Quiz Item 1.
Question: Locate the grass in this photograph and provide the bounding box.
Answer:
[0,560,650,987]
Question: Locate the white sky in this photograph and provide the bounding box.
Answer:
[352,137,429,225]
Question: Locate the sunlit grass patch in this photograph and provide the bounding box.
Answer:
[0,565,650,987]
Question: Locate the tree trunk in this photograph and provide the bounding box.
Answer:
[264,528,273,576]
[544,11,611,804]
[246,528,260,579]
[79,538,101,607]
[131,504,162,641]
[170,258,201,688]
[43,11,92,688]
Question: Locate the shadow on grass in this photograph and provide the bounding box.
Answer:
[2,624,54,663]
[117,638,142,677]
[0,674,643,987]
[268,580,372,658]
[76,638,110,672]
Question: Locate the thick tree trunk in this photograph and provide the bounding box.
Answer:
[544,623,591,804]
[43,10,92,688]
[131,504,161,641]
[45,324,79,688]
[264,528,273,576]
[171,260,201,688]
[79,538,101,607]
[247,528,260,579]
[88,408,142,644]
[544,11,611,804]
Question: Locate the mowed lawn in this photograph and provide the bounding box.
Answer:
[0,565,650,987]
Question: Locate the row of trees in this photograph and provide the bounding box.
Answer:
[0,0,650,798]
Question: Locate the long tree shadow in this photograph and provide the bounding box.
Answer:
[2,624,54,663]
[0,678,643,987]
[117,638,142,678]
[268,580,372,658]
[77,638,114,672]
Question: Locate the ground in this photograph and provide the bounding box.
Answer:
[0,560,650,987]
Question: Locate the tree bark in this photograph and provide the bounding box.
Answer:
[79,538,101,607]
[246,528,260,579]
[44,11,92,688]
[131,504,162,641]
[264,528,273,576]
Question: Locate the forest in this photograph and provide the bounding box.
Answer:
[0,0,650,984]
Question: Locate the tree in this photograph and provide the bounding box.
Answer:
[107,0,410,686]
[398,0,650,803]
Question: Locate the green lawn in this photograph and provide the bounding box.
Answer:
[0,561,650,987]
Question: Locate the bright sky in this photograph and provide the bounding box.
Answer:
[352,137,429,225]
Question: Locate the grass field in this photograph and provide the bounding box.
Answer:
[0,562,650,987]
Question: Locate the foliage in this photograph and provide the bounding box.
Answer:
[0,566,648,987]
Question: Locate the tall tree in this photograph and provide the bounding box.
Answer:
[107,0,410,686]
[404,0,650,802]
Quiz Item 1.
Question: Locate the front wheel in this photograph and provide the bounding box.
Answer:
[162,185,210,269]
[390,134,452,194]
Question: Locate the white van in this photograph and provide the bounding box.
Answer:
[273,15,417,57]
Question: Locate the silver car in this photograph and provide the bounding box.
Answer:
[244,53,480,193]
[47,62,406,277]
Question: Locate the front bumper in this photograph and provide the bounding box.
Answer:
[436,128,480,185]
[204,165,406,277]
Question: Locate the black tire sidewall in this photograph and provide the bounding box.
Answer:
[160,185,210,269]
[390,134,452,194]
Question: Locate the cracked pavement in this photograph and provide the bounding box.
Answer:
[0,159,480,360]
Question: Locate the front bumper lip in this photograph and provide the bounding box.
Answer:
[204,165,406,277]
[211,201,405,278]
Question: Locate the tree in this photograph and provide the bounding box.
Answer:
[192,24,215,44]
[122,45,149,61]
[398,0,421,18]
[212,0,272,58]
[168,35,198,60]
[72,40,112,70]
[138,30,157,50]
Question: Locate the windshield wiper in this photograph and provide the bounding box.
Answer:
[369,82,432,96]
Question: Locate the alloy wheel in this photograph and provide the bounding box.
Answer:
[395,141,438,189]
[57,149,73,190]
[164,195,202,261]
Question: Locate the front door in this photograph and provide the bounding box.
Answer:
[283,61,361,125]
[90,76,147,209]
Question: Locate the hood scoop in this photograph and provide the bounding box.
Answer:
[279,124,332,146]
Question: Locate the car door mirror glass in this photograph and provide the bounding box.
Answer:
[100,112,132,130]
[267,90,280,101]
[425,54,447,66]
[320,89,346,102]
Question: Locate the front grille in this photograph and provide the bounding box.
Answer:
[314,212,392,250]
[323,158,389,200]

· · · · · · ·

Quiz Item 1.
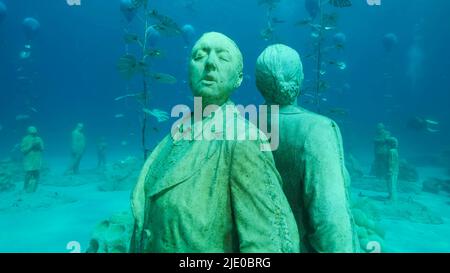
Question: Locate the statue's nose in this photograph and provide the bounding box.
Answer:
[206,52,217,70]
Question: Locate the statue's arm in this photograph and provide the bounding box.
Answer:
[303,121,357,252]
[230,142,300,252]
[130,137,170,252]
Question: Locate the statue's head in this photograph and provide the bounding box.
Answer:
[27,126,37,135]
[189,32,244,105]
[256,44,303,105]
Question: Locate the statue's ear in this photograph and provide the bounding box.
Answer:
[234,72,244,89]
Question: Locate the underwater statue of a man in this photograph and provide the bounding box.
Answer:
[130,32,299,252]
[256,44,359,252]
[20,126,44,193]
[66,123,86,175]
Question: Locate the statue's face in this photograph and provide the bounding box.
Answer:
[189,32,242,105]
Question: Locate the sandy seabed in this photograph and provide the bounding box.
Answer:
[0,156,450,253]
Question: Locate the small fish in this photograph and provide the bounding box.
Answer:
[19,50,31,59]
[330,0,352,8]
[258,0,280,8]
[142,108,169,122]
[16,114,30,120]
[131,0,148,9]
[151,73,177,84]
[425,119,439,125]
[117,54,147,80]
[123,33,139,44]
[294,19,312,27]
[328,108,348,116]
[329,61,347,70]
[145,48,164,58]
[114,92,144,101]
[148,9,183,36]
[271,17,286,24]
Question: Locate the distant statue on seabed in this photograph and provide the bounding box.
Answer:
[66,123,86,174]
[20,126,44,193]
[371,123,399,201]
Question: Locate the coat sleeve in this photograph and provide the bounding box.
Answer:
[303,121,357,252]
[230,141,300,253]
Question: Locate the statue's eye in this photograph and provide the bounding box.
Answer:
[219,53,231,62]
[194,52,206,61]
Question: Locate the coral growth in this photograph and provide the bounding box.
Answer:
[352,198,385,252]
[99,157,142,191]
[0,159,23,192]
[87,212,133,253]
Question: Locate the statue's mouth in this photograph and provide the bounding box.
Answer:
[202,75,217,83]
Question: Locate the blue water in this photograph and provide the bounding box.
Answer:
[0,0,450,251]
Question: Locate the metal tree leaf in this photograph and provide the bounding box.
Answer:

· · · · · · ·

§ **EXERCISE BRIEF**:
Give back the material between the lines holding "Question: Locate the statue's face" and "[0,0,450,251]", inclusive, with "small fish" renamed to "tiny fish" and every other part left as it is.

§ **EXPECTED OUTPUT**:
Question: Locate the statue's face in this photograph and provide the bounding box.
Answer:
[189,32,242,105]
Question: Locate the sandy seabed in this photograph and provide the bounding box.
Answer:
[0,156,450,253]
Question: Locate the tiny fish in this photograph and provide the bounding box.
Answer:
[19,50,31,59]
[330,0,352,8]
[258,0,280,8]
[142,108,169,122]
[16,114,30,120]
[131,0,148,9]
[151,73,177,84]
[425,119,439,125]
[117,54,147,80]
[123,33,139,44]
[294,19,312,27]
[328,108,348,116]
[329,61,347,70]
[145,48,164,58]
[114,92,144,101]
[148,9,183,36]
[271,17,286,24]
Question: Locate the distant statue on seabed in this photograph and provide the bounding box.
Answer:
[66,123,86,174]
[20,126,44,193]
[371,123,399,201]
Question: Locate the coat sleeve in this photograph and provide the bounding box.
Answer:
[303,121,357,252]
[230,141,300,253]
Question: Locate the statue's eye in this photograph and provide the bounding box.
Answer:
[219,53,231,62]
[194,52,206,61]
Question: Locate the coral growth in this photograph and provide the bounding box.
Answer:
[352,198,385,252]
[99,157,142,191]
[0,159,23,192]
[87,212,133,253]
Question: Locate the statue's mouth in this photograph and provide the bounding box.
Answer:
[202,75,217,83]
Question: Locate the blue water in this photograph and provide the bounding box.
Answer:
[0,0,450,251]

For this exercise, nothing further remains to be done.